## Your goal
In every one of the records below, rename "sub-tags" to "child tags" and leave all other text unchanged.

(Items from a labeling collection)
--- begin ---

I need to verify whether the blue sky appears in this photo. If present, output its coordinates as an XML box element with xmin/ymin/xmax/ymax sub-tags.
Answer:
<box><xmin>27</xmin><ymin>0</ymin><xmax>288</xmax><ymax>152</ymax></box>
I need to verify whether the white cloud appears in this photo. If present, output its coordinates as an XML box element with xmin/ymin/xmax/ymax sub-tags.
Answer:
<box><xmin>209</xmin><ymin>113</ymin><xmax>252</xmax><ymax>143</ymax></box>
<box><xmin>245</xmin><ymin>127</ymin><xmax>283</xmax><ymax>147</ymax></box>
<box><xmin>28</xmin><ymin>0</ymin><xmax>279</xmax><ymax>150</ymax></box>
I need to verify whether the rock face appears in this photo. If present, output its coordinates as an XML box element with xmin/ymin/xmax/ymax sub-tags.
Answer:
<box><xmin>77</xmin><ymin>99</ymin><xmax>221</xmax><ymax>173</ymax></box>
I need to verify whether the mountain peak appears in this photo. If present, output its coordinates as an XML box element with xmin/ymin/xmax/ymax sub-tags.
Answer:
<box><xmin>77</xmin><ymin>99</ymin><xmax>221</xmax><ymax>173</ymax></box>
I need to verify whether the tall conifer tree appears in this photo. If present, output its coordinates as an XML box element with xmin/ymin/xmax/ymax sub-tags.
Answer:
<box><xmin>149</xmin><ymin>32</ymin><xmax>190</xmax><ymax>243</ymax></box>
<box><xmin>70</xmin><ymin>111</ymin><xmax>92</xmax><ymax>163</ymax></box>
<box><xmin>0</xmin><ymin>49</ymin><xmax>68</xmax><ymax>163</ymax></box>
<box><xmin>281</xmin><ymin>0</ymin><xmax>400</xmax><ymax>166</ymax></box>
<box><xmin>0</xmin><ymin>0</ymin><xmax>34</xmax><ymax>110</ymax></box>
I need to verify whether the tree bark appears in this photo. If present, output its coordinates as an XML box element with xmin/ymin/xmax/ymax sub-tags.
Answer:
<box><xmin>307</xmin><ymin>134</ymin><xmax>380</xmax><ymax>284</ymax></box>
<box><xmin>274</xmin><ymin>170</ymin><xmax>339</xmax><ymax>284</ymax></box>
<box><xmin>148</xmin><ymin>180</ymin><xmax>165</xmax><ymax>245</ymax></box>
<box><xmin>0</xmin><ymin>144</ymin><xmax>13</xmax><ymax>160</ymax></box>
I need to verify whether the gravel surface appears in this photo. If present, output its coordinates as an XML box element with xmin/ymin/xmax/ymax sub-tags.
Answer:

--- end ---

## Reply to the exercise
I need to verify whether the blue sky appears in this photo. If present, output its coordinates as an XML box element with xmin/ymin/xmax/ymax child tags.
Answer:
<box><xmin>27</xmin><ymin>0</ymin><xmax>288</xmax><ymax>152</ymax></box>
I need to verify whether the white cloud appears in this photo. If present, output its coordinates as an XML box element with xmin/ymin/xmax/ymax child tags.
Answer:
<box><xmin>209</xmin><ymin>113</ymin><xmax>252</xmax><ymax>143</ymax></box>
<box><xmin>245</xmin><ymin>127</ymin><xmax>283</xmax><ymax>147</ymax></box>
<box><xmin>28</xmin><ymin>0</ymin><xmax>279</xmax><ymax>150</ymax></box>
I need to verify whether the rock face appears in this photo. If present, output its coordinates as an XML box element with xmin/ymin/xmax/ymax child tags.
Answer:
<box><xmin>77</xmin><ymin>99</ymin><xmax>221</xmax><ymax>173</ymax></box>
I need to verify whether the mountain peak appears in this photo. If present, output its coordinates as an XML box element with xmin/ymin/xmax/ymax child tags.
Answer:
<box><xmin>77</xmin><ymin>99</ymin><xmax>221</xmax><ymax>173</ymax></box>
I need to verify whether the tall conifer tree appears in this photo. If present, output its coordinates as an XML box element with xmin/ymin/xmax/ymax child tags.
Answer:
<box><xmin>149</xmin><ymin>32</ymin><xmax>190</xmax><ymax>243</ymax></box>
<box><xmin>70</xmin><ymin>111</ymin><xmax>92</xmax><ymax>163</ymax></box>
<box><xmin>0</xmin><ymin>49</ymin><xmax>68</xmax><ymax>163</ymax></box>
<box><xmin>281</xmin><ymin>0</ymin><xmax>400</xmax><ymax>166</ymax></box>
<box><xmin>0</xmin><ymin>0</ymin><xmax>34</xmax><ymax>110</ymax></box>
I need to verify whether the tree bark appears in this photo. If present, output its coordinates as an XML box element with xmin/ymin/xmax/ymax child tags.
Answer:
<box><xmin>307</xmin><ymin>134</ymin><xmax>380</xmax><ymax>284</ymax></box>
<box><xmin>274</xmin><ymin>170</ymin><xmax>339</xmax><ymax>284</ymax></box>
<box><xmin>148</xmin><ymin>180</ymin><xmax>165</xmax><ymax>245</ymax></box>
<box><xmin>0</xmin><ymin>144</ymin><xmax>13</xmax><ymax>160</ymax></box>
I need to verify whether the gravel surface appears in this photo. If present, output its coordinates as an XML box element with xmin/ymin/xmax/ymax child tags.
Answer:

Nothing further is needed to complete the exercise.